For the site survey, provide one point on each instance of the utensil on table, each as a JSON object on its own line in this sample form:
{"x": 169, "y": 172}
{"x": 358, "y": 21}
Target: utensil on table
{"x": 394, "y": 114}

» **YOUR GOAL**
Copy every row above verbatim, keeping each line as it stands.

» **RESPONSE BELOW**
For the site survey, provide one point on each instance of the utensil on table, each as a JSON object on its own line in this sample form:
{"x": 169, "y": 172}
{"x": 358, "y": 21}
Target: utensil on table
{"x": 394, "y": 114}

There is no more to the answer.